== SHORT EXERCISE ==
Output only the span of lines that begins at the line containing "the woman's face" and ends at the last line of the data, both included, exactly as they appear.

———

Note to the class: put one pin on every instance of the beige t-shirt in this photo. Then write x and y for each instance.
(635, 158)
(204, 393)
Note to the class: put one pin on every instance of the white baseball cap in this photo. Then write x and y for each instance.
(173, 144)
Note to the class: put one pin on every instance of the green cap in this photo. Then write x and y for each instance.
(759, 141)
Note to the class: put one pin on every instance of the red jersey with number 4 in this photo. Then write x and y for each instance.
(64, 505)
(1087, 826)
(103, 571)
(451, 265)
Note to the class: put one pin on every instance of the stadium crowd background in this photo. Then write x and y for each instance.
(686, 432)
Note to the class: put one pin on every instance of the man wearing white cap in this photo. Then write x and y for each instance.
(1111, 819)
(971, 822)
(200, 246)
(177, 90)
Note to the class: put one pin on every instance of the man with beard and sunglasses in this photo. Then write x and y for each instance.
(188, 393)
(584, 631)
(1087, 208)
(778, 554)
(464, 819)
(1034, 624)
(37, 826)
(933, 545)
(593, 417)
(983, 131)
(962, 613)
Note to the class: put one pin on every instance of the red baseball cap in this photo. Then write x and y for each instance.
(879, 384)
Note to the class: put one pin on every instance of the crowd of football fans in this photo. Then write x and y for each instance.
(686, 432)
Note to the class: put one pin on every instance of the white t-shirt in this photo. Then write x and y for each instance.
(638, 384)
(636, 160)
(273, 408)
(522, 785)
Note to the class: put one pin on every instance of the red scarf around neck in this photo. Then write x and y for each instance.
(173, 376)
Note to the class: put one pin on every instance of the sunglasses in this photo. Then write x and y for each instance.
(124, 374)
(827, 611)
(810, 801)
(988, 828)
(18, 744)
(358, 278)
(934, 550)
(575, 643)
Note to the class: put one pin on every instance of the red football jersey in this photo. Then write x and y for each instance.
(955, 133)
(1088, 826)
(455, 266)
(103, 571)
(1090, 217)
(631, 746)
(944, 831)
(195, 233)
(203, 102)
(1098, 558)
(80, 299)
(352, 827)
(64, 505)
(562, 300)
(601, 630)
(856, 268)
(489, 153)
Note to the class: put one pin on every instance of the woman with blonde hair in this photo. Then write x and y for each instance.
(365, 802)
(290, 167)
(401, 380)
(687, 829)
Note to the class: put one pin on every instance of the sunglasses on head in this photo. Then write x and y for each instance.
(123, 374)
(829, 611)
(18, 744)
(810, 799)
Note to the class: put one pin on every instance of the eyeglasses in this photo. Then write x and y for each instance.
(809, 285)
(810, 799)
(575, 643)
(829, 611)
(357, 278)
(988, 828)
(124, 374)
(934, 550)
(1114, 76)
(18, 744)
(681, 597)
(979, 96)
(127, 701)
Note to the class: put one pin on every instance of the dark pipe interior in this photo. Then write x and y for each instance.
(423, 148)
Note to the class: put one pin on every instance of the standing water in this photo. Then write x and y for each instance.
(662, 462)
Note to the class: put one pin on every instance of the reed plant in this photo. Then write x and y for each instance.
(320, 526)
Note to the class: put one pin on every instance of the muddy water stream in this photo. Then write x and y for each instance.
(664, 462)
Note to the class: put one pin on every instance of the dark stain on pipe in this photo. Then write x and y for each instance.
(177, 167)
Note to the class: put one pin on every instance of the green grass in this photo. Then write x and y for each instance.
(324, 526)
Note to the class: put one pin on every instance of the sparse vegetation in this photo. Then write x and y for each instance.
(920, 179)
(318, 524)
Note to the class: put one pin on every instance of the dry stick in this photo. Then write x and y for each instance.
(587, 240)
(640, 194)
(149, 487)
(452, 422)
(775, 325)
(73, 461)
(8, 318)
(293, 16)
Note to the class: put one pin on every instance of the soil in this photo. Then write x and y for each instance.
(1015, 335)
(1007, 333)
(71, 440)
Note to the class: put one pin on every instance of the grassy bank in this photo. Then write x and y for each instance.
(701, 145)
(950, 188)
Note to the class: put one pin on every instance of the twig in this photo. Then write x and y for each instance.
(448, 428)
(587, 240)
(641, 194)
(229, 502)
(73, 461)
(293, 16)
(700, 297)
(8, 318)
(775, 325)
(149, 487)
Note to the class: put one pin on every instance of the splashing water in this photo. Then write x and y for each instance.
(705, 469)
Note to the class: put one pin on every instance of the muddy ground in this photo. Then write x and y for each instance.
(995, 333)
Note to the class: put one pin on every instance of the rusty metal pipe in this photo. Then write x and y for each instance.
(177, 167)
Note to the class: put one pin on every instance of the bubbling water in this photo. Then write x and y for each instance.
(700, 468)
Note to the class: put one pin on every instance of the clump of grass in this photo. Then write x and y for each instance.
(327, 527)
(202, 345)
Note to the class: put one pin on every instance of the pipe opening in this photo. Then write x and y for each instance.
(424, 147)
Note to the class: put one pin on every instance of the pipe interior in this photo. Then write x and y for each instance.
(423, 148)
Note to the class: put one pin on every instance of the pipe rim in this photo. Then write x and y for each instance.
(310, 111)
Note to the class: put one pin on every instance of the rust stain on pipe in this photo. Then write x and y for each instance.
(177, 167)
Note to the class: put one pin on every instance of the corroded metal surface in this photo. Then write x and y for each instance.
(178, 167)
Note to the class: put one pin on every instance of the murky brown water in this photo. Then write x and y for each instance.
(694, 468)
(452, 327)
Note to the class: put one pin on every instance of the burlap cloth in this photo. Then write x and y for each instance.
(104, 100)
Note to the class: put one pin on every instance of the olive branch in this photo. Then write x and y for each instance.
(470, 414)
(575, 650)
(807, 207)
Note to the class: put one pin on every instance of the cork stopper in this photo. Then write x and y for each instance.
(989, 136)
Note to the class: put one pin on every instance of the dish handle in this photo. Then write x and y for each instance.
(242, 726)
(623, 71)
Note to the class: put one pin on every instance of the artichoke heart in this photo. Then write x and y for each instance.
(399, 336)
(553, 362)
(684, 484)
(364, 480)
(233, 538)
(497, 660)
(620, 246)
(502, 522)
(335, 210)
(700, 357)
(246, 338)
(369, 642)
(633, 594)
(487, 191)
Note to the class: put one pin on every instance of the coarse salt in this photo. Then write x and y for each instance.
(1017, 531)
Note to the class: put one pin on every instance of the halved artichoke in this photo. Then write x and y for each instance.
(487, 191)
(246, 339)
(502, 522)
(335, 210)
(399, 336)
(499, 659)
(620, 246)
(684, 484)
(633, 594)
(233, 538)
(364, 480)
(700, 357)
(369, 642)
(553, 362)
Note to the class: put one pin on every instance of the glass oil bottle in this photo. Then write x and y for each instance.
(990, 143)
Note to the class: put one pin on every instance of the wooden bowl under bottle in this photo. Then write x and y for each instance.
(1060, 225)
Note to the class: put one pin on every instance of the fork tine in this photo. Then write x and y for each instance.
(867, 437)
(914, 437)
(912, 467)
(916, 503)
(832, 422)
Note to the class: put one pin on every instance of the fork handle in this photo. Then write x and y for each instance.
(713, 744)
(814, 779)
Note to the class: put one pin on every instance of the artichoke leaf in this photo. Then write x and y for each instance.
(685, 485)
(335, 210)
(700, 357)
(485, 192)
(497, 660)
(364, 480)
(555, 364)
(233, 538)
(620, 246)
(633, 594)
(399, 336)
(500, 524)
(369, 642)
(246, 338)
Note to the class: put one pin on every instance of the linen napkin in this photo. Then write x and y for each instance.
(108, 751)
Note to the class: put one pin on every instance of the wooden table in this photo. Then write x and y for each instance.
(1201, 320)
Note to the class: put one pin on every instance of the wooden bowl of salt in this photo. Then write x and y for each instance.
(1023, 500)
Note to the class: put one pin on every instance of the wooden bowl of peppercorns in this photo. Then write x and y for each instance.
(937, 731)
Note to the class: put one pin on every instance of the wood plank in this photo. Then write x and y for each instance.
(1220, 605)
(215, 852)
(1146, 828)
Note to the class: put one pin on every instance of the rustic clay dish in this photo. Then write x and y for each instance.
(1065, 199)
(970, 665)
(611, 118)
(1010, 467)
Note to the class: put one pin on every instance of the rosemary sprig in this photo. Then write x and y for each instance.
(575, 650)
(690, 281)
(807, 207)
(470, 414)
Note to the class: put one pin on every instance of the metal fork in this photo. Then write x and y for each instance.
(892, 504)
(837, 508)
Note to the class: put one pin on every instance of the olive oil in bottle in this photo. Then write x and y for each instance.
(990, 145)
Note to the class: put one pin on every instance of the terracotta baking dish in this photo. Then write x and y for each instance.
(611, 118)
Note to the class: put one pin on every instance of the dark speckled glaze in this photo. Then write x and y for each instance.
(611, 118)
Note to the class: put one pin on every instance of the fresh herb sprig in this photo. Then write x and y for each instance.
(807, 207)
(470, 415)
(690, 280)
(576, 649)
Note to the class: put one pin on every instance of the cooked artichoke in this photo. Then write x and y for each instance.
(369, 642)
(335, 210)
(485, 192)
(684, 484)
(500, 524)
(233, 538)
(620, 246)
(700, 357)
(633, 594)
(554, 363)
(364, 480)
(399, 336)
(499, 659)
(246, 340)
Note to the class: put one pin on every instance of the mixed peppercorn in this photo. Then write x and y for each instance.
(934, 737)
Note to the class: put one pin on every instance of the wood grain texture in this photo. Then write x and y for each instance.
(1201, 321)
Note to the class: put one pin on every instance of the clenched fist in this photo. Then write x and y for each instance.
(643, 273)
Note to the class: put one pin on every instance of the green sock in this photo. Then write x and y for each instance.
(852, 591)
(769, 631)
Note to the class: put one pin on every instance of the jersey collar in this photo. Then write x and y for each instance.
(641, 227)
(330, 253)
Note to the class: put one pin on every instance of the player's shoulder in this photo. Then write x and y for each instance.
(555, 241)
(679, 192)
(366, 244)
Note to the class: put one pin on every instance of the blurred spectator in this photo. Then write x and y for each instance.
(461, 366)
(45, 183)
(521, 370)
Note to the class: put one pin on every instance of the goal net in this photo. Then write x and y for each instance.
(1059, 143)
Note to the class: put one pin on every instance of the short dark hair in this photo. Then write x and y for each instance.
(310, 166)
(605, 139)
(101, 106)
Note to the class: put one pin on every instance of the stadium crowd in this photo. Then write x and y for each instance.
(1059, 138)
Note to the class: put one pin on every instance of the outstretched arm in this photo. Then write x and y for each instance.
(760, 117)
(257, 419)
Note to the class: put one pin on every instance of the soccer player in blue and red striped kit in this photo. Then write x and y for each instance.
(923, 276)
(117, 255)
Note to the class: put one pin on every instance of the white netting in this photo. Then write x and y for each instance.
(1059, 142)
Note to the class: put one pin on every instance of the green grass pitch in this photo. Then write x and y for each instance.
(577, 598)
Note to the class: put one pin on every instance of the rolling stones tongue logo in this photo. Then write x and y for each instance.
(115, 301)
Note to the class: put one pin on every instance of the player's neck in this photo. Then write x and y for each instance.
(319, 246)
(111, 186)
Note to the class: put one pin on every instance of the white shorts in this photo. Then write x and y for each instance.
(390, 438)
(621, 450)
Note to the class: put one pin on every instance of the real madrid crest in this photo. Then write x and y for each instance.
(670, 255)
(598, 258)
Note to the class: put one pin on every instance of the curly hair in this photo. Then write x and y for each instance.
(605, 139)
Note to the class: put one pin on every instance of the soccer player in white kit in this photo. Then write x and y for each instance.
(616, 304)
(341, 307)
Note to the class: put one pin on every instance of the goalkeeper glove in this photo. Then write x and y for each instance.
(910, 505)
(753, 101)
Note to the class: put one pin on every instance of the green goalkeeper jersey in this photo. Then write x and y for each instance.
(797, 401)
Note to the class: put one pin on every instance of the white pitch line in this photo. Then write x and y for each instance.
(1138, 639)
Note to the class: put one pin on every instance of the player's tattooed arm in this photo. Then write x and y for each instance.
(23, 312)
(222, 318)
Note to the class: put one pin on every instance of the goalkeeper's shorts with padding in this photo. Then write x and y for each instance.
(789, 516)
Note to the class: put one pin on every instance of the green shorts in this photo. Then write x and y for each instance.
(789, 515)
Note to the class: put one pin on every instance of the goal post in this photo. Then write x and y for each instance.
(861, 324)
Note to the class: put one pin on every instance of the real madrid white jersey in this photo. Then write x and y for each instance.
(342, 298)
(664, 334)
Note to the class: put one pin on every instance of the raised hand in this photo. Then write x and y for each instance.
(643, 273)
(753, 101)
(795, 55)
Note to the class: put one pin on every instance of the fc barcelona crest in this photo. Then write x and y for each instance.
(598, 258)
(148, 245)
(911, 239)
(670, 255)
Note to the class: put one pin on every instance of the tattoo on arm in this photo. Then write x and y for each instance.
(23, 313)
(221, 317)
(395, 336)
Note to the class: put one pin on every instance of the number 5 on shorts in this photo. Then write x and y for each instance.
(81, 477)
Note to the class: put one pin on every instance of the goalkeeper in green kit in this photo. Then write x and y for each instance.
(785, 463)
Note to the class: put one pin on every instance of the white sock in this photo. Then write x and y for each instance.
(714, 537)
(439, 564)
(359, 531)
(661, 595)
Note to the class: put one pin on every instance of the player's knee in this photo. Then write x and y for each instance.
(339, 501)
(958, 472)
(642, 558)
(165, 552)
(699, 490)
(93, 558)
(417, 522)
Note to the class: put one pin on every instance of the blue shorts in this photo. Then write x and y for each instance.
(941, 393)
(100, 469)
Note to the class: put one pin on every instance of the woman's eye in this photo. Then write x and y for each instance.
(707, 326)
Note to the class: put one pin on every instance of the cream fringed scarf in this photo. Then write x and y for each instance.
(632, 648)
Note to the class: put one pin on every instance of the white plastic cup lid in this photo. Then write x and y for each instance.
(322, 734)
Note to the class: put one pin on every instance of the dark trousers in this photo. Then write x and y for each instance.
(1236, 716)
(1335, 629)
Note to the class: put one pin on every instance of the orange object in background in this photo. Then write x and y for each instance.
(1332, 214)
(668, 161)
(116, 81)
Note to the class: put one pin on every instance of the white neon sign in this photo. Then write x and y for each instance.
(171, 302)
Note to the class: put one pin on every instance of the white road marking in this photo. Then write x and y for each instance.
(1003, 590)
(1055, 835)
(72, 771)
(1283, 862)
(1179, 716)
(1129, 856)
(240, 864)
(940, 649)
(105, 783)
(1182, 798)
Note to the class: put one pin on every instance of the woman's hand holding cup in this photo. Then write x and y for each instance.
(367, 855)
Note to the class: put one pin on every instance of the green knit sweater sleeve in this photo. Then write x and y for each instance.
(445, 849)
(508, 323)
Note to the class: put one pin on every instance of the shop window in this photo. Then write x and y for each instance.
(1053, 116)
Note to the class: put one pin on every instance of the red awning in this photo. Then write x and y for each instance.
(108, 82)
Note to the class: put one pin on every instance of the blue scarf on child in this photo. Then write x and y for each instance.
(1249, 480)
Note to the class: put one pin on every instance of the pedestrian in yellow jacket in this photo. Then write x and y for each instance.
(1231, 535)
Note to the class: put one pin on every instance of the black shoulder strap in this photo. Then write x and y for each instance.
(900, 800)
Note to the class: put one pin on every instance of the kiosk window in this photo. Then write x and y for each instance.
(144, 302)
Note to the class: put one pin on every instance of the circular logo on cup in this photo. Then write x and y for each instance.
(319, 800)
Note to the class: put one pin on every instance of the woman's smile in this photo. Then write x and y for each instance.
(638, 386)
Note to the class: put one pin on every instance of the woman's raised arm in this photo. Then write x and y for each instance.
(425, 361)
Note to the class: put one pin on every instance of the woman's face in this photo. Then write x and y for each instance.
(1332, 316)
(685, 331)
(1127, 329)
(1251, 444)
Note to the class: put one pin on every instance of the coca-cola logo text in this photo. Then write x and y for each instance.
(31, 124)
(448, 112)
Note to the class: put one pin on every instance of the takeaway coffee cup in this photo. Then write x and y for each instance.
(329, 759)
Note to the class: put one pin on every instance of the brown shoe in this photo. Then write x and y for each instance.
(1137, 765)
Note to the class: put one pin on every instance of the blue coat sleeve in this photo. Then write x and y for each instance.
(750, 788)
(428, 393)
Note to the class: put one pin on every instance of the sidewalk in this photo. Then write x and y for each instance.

———

== EXERCISE SOLUTION ==
Note to the class: put one pin on every instance of the woman's face in this photo. Then write x and y for each instance.
(1332, 316)
(685, 331)
(1127, 329)
(1251, 444)
Note to the class: put one pin on every instance of the coca-cola logo text in this photo. Then write x and y for each instance.
(31, 124)
(448, 112)
Note to the class: put one pin on every instance of the takeaway coffee cup in this photo. Then write x and y for each instance.
(329, 759)
Note to the class: put one pin on every instance of the brown shoe in this photo. Then write x and y for each instance.
(1137, 765)
Note to the class: put one pin on every instance of the blue coat sleeve in this photo. Then write x and y for each instance.
(750, 788)
(428, 393)
Note to the class: put one pin on every instance of the sidewalk in this photo. Then write x and y for each instance.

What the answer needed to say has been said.